• What you should do
Pick out every line of the material that contains the string "grey", matching case exactly.

• Data provided
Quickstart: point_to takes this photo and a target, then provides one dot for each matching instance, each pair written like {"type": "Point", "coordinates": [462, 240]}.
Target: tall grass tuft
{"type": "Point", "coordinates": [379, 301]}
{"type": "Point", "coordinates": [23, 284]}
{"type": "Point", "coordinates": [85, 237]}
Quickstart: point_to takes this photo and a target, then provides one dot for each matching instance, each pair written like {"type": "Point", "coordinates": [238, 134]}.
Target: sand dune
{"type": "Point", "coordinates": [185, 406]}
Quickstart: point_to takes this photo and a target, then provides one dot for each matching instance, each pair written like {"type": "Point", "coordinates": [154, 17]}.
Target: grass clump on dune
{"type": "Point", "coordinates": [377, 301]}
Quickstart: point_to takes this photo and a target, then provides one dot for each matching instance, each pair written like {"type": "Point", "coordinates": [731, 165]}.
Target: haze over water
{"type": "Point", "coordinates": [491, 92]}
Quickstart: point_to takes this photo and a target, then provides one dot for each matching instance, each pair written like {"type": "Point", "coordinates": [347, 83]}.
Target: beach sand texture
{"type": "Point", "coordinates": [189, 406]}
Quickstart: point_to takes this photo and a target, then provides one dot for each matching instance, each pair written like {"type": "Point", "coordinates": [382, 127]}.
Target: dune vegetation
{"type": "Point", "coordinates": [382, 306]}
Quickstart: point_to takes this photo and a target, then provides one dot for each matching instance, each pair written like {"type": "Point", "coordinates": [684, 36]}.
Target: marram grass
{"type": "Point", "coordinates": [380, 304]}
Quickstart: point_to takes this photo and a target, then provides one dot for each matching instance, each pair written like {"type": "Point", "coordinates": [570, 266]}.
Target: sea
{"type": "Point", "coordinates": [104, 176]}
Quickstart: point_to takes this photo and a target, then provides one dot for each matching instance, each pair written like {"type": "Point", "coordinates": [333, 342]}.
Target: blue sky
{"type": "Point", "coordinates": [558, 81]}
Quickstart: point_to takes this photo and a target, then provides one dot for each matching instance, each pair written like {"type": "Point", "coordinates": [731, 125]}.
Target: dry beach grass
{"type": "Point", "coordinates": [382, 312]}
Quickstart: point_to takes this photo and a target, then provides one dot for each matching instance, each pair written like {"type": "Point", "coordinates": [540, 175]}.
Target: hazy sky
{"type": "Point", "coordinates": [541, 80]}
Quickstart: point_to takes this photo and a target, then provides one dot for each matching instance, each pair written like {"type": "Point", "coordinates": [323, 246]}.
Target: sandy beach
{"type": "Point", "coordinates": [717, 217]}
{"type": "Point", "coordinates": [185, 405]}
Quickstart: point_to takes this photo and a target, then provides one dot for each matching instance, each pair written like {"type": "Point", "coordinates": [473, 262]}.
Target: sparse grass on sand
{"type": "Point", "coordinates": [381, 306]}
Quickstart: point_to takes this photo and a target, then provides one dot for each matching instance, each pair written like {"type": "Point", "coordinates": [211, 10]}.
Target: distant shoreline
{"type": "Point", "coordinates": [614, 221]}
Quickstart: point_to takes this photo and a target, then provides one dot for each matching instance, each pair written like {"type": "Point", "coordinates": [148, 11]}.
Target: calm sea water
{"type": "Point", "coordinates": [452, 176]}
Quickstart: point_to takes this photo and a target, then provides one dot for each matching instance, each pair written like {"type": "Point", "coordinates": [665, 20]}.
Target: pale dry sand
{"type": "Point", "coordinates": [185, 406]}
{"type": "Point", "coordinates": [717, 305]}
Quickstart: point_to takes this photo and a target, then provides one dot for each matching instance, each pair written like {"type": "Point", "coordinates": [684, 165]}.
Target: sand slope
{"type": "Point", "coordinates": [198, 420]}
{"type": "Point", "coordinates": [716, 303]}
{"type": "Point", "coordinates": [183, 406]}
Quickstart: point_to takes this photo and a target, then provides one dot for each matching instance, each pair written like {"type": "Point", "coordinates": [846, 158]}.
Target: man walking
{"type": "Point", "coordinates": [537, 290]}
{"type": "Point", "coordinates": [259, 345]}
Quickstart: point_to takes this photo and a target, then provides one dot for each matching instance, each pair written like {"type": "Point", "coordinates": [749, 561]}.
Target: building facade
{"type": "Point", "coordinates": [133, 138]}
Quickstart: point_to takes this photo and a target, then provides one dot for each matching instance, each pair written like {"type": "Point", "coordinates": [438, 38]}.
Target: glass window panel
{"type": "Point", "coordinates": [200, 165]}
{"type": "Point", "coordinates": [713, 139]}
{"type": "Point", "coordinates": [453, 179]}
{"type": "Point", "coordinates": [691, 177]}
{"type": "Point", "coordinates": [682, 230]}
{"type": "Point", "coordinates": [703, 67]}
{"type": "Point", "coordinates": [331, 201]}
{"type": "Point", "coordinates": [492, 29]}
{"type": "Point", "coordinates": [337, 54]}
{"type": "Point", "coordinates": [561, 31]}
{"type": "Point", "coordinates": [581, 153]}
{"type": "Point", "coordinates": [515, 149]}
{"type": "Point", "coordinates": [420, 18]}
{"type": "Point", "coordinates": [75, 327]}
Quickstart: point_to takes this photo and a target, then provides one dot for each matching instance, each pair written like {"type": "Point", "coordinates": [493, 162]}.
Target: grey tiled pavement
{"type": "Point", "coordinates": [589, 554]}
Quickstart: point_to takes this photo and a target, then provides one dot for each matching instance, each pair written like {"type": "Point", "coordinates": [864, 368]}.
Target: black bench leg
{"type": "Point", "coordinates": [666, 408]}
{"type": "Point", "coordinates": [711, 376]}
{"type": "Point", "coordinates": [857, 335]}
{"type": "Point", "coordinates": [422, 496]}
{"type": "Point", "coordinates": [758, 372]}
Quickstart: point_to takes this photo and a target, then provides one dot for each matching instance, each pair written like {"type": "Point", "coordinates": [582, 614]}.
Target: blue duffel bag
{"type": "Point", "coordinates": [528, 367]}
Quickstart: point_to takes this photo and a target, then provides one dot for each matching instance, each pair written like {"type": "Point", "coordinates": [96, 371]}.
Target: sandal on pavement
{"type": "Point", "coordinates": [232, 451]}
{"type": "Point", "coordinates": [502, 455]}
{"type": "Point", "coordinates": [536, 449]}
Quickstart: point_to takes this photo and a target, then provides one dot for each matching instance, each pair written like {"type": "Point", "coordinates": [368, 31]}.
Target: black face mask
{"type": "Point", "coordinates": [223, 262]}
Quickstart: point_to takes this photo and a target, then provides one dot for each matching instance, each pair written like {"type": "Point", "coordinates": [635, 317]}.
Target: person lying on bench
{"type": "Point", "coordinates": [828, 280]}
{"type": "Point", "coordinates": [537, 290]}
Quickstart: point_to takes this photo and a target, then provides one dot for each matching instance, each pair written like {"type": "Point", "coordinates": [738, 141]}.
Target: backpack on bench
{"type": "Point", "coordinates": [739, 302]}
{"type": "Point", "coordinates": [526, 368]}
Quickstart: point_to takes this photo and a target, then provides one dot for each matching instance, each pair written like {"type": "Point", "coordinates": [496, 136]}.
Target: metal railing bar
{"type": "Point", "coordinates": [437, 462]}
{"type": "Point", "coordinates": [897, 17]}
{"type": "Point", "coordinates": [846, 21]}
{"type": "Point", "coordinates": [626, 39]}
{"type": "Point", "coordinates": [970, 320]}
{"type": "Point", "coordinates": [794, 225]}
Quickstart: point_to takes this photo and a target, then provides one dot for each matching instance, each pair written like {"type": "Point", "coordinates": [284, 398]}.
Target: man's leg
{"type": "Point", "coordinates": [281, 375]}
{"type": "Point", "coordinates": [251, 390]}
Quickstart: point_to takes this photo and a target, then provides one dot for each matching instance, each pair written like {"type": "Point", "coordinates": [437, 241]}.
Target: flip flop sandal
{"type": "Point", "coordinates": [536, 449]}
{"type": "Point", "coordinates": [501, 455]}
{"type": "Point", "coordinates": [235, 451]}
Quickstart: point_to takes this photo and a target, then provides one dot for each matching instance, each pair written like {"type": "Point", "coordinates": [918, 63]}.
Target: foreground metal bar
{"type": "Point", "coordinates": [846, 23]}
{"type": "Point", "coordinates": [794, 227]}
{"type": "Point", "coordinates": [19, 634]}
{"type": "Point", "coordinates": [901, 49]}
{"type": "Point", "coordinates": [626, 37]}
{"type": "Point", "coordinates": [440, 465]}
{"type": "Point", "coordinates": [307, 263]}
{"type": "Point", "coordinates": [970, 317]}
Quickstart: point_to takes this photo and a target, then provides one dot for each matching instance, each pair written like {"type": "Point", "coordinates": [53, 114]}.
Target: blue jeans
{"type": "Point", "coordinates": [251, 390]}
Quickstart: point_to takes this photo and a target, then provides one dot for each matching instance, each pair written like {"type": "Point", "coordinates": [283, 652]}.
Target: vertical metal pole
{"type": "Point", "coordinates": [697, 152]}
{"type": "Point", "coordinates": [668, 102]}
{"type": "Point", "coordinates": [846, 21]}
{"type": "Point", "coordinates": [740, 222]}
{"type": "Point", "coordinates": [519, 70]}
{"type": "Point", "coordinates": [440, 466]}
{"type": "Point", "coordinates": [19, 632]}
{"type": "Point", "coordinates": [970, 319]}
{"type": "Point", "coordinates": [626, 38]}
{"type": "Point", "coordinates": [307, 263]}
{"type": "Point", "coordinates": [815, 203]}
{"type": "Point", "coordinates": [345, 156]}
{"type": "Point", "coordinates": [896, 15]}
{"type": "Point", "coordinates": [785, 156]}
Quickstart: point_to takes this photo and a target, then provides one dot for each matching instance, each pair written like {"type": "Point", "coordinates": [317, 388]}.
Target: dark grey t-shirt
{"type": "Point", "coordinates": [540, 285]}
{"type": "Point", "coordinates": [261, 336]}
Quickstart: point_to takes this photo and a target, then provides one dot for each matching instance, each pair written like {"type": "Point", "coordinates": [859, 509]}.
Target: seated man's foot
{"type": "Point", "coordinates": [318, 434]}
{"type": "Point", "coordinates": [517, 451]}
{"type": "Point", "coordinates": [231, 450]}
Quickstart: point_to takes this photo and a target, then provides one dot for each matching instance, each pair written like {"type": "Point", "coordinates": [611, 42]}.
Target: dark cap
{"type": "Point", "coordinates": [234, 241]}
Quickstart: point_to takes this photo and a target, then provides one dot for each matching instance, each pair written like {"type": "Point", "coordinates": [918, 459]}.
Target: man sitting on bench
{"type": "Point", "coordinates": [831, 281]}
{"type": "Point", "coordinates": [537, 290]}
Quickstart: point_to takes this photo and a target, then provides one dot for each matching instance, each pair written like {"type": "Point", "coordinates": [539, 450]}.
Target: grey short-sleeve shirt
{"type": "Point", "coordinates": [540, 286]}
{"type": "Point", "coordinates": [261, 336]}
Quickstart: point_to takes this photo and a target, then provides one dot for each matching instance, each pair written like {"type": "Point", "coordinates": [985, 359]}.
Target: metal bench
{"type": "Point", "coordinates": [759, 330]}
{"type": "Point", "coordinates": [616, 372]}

• Response below
Target: grey tiled pavement
Target: dark grey t-shirt
Target: grey short-sleeve shirt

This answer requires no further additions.